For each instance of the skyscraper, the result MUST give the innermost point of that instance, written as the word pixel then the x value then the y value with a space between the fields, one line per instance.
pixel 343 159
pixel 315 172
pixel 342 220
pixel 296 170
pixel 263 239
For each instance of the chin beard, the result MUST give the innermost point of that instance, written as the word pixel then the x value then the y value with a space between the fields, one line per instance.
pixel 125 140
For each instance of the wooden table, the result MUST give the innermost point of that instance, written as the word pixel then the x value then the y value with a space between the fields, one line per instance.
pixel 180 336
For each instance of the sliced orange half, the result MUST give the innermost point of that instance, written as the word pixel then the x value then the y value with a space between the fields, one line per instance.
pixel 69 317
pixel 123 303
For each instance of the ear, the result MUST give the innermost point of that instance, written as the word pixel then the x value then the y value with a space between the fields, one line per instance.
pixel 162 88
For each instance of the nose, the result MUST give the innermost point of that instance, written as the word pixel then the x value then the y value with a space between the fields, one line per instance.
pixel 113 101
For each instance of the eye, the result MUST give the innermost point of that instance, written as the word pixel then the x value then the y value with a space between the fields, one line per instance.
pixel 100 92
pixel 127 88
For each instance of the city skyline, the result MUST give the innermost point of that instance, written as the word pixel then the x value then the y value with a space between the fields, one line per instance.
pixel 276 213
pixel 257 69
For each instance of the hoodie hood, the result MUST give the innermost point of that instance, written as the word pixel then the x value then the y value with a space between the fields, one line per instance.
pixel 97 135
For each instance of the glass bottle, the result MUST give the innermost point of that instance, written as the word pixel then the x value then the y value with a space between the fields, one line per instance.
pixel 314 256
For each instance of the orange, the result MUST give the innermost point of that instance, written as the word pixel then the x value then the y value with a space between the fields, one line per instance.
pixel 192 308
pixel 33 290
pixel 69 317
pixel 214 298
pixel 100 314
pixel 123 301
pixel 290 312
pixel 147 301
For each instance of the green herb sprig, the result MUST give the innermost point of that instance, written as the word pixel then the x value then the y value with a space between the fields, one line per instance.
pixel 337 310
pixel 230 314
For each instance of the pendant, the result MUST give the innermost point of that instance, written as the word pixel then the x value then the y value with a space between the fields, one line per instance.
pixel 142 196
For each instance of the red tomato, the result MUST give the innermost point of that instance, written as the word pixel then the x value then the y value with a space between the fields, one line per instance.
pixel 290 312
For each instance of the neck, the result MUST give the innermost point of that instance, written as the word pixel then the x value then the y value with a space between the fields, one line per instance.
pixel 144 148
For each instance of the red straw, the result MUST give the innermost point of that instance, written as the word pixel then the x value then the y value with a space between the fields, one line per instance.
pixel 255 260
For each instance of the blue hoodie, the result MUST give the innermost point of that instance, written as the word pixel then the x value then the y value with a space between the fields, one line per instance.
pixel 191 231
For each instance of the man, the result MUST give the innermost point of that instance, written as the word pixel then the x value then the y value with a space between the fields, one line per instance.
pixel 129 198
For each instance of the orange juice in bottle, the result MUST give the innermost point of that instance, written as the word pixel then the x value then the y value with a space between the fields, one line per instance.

## What needs to be done:
Give the listing above again, word for word.

## Solved exercise:
For each instance of the skyscraper, the result MUST give the innermost point of that instance, written as the word pixel then the x value then the y value with a space between the fields, one line per instance.
pixel 343 159
pixel 315 172
pixel 342 220
pixel 296 170
pixel 263 239
For each instance of the chin beard, the result MUST give the innermost point of that instance, written as the word pixel then the x value then the y value with a space between the fields, one line per instance.
pixel 125 140
For each instance of the wooden table, the result MUST give the innermost point of that instance, written as the word pixel then the x value then the y value with a space between the fields, one line per instance.
pixel 180 336
For each instance of the sliced orange half, the result MUST give the innermost point of that instance, written as the word pixel then the x value then the y value with a space between the fields, one line per instance.
pixel 69 317
pixel 123 303
For each instance of the ear, the result MUST give the innermost point of that instance, written as the word pixel then the x value then the y value with a space between the fields, one line per instance.
pixel 162 88
For each instance of the nose, the result MUST give the innermost point of that instance, written as the word pixel then the x value then the y value with a space between the fields, one line per instance.
pixel 113 101
For each instance of the eye, the result MUST give the innermost point of that instance, written as the word pixel then the x value then the y value with a space between the fields, one line per instance.
pixel 100 92
pixel 127 88
For each instance of the city skyline, the result MUST give the innermost point of that instance, written as the word pixel then the x value then the y value with a space between the fields, one line per instance.
pixel 276 213
pixel 257 69
For each instance of the hoodie hood, the result MUST give the innermost point of that instance, written as the word pixel then the x value then the y value with a space between the fields, one line per instance.
pixel 97 135
For each instance of the glass bottle, the result MUST give the innermost point of that instance, written as the word pixel then the x value then the y value with a space between the fields, one line per instance.
pixel 314 256
For each instance of the orange, the result MUST give the innermost point of that instance, written as the word pixel then the x value then the y value with a space between the fields, one line per instance.
pixel 192 308
pixel 33 290
pixel 69 317
pixel 214 298
pixel 100 314
pixel 123 301
pixel 290 312
pixel 147 301
For each instance of the green herb sprig, the result MUST give the innermost point of that instance, written as the word pixel then the x value then the y value with a space between the fields, one line per instance.
pixel 337 310
pixel 230 314
For each instance of the pendant, the result MUST give the innermost point of that instance, written as the word pixel then the x value then the y value with a space between the fields, one line per instance.
pixel 142 196
For each instance of the red tomato, the result MUST give the innermost point of that instance, written as the word pixel then the x value then the y value with a space between the fields, one line per instance.
pixel 290 312
For each instance of the neck, the result MUST give the innermost point of that instance, written as the word pixel then the x value then the y value with a space between the fields, one line per instance.
pixel 144 148
For each instance of the red straw, the result MUST give the innermost point of that instance, written as the word pixel then the x value then the y value with a space between the fields, one line per instance.
pixel 255 260
For each instance of the blue hoodie, the result MUST give the innermost point of that instance, written as the word pixel then the x value then the y value with a space between the fields, one line per instance.
pixel 191 231
For each instance of the man, the result MUST give the innermost point of that instance, written as the word pixel then the x value then the y value with a space between the fields, one line per instance.
pixel 129 198
For each instance of the orange juice in bottle, the result MUST give the innermost point of that instance, written as the word pixel then the x value then the y value with a space between the fields, one line per instance.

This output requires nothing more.